> **Objectives**
a: Translate this sentence from the passage on Nora Abousteit's gatherings into Spanish: "Nora is an entrepreneur who lives in New York City."
b: Extend the passage below about Nora Abousteit as a host, picking up after its final sentence.
--- START Passage ---
Nora Abousteit loves to throw a party.  

1: “She hosts and attends more gatherings than most people I know, and she hosts more generously and seriously as well,” writes Priya Parker in The Art of Gathering: How We Meet and Why It Matters.

Nora is an entrepreneur who lives in New York City.  “Born in a small town in Germany to a German mother and an Egyptian father, she has spent her career building communities of people who make things by hand.  The founder of CraftJam, an organizer of social crafting events, [she] gathers in doing this work, and she gathers in her personal life.

“A lot.  She is, you could say, an extreme gatherer,” Priya observes.

Nora thinks nothing of hosting forty people in her home multiple times every year.  “She co-hosts large dinners on the eves of conferences around the world,” Priya notes.  “She hosts regular brunches for anyone who happens to be in town on a Saturday.  

“Her home has an open-door policy, and she hosts friends of friends, even if she has never met them, to give them a temporary sense of belonging while they navigate a new city.

“In all she does, she incarnates generous authority—protecting, equalizing, connecting.”

2: As host, Nora takes her role of connecting her guests seriously.  “At one party she hosted, as friends streamed up the stairs to the main room, she stood at the top with a big smile on her face, welcomed each guest, and told them that she loves nothing more in the world than the people she loves meeting one another,” Priya writes.

She told each guest they had one job they must do before dinner: Make two new friends.  “And because she’s so authentic and explicit about it, people make an effort to talk to new people, in part because she’s given them the social cover to do so,” Priya notes.
--- END Passage ---
--- START Collected material ---
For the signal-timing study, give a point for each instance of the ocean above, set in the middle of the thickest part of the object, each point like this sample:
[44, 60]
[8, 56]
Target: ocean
--- END Collected material ---
> **Results in order**
a: Nora es una emprendedora que vive en la ciudad de Nueva York.

b:
When hosting, Nora uses her authority “to protect her guests in ways small and large,” writes Priya.  She tells guests they must arrive on time for her formal seated dinners.  “People warm up together,” Nora told Priya.  They get to a certain point, and there’s a certain kind of energy, and it’s a collective experience.”

If two friends are in a corner ignoring the rest of the group, Nora will seek them out and suggest they “catch up on your own time.” She is looking out for those “whose chance of having a good time depends on other people being open to conversation with a stranger,” Priya writes.

Another way Nora helps to connect her guests is by priming them to take care of one another.  She assigns a “Water Minister” to make sure everyone has full glasses of water and a “Wine Minister” to keep the wine glasses full.  

At one dinner, she invited her guests to “serve each other and not worry about getting served themselves.”

Nora plays to her Egyptian heritage when greater warmth is required and to her German heritage when greater order is required.  “That night, the guests, a bit startled but also intrigued, began lifting bowls of quinoa salad to serve one another,” Priya notes.  “She had nudged people into relationships of care, even though many of them had just met.”

3: Priya shares an email that Nora wrote offering suggestions for throwing a successful gathering.  

“A: YOU ARE THE BOSS.  Hosting is not democratic, just like design isn’t.  Structure helps good parties, like restrictions help good design.

B: Introduce people to each other A LOT.  But take your time with it.

C: Be generous.  Very generous with food, wine, and with compliments/introductions.  If you have a reception before people sit, make sure there are some snacks so blood sugar level is kept high and people are happy.

D: ALWAYS do placement.  Always. Placement MUST be boy/girl/boy/girl, etc. And no, it does not matter if someone is gay.  Seat people next to people who do different things but that those things might be complementary.  Or make sure they have something else in common; a passion or something rare is best.  And tell people what they have in common.

E: Within each table, people should introduce themselves, but it must be short.  Name, plus something they like or what they did on the weekend or maybe something that can relate to the gathering.

F: For dessert, people can switch, but best to have it organized: tell every other person at the table to move to another seat.”

Priya reflects: “I love this list for how it distills the ethos of generous authority.  In almost every instruction two things are embedded: compassion and order.”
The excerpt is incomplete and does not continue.